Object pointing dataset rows
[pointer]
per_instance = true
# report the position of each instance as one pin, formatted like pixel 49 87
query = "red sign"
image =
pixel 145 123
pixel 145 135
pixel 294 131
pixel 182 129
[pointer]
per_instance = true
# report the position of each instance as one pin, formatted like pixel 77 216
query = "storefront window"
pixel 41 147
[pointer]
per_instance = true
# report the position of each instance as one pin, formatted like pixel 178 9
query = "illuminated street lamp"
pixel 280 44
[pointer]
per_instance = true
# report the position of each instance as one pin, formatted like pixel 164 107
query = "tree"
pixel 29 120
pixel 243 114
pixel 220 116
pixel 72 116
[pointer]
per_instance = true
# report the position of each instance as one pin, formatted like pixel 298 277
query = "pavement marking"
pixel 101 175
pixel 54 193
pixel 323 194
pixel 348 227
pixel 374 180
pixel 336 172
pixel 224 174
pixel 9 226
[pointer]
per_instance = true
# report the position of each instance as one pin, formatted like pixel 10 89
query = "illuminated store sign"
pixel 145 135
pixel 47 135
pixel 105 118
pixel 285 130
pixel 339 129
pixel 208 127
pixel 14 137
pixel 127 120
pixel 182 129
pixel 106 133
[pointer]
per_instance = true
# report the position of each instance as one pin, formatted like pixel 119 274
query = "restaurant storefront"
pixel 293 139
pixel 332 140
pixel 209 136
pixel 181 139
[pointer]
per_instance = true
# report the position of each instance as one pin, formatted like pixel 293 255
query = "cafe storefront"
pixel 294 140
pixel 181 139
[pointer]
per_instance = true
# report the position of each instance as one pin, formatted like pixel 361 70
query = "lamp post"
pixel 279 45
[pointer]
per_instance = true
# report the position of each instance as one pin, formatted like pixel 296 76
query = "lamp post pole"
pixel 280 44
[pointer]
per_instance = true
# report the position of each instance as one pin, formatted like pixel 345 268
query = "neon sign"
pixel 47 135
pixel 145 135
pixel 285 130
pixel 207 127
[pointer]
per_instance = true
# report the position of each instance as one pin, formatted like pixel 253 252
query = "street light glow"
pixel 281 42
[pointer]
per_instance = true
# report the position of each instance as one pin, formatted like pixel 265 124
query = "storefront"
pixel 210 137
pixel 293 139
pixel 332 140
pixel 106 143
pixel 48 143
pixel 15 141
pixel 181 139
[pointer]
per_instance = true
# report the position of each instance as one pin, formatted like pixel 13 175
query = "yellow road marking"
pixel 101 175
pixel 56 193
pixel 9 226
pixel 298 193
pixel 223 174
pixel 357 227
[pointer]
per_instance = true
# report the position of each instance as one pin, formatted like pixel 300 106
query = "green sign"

- SHORT TASK
Return every entry above word for word, leaving each line unchanged.

- ANSWER TO THIS TASK
[pointer]
per_instance = true
# report the position of each instance as one pin, formatted like pixel 49 87
query = "red sign"
image =
pixel 145 123
pixel 145 135
pixel 294 131
pixel 182 129
[pointer]
per_instance = true
# report the position of each instance as one pin, formatted like pixel 77 216
query = "storefront window"
pixel 41 147
[pointer]
per_instance = true
# report the position of each instance as one pin, formatted like pixel 178 9
query = "illuminated street lamp"
pixel 280 44
[pointer]
per_instance = true
# report the position of each instance as one pin, formatted like pixel 164 107
query = "tree"
pixel 29 120
pixel 243 114
pixel 220 116
pixel 72 116
[pointer]
per_instance = true
# report the position of each instance as one pin, formatted like pixel 298 277
query = "pavement marking"
pixel 101 175
pixel 54 193
pixel 323 194
pixel 348 227
pixel 374 180
pixel 336 172
pixel 224 174
pixel 9 226
[pointer]
per_instance = true
# report the position of each instance as one pin, formatted like pixel 10 89
query = "illuminated store sign"
pixel 145 135
pixel 47 135
pixel 105 118
pixel 285 130
pixel 339 129
pixel 208 127
pixel 14 137
pixel 127 120
pixel 182 129
pixel 106 133
[pointer]
per_instance = true
# report the position of each instance as one pin, formatted like pixel 119 274
query = "restaurant storefront"
pixel 293 139
pixel 332 140
pixel 209 136
pixel 181 139
[pointer]
per_instance = true
# report the position of each instance as one pin, formatted like pixel 293 255
query = "cafe storefront"
pixel 294 140
pixel 181 139
[pointer]
per_instance = true
# report the position of each instance as one pin, formatted like pixel 361 70
query = "lamp post"
pixel 279 45
[pointer]
per_instance = true
# report the position of each instance as one pin, formatted like pixel 296 76
query = "lamp post pole"
pixel 280 44
[pointer]
per_instance = true
# report the position of each instance as one pin, formatted like pixel 345 268
query = "neon sign"
pixel 47 135
pixel 145 135
pixel 285 130
pixel 207 127
[pointer]
per_instance = true
# report the position of each instance as one pin, formatted like pixel 253 252
query = "street light glow"
pixel 281 42
[pointer]
per_instance = true
# report the position of each instance as one pin, formatted like pixel 265 124
query = "storefront"
pixel 210 137
pixel 293 139
pixel 332 140
pixel 106 143
pixel 48 143
pixel 15 141
pixel 181 139
[pointer]
per_instance = true
# report the position of each instance as one pin, formatted like pixel 13 175
query = "yellow road marking"
pixel 101 175
pixel 56 193
pixel 9 226
pixel 298 193
pixel 223 174
pixel 357 227
[pointer]
per_instance = true
# report the position of each instance as one pin, formatted like pixel 300 106
query = "green sign"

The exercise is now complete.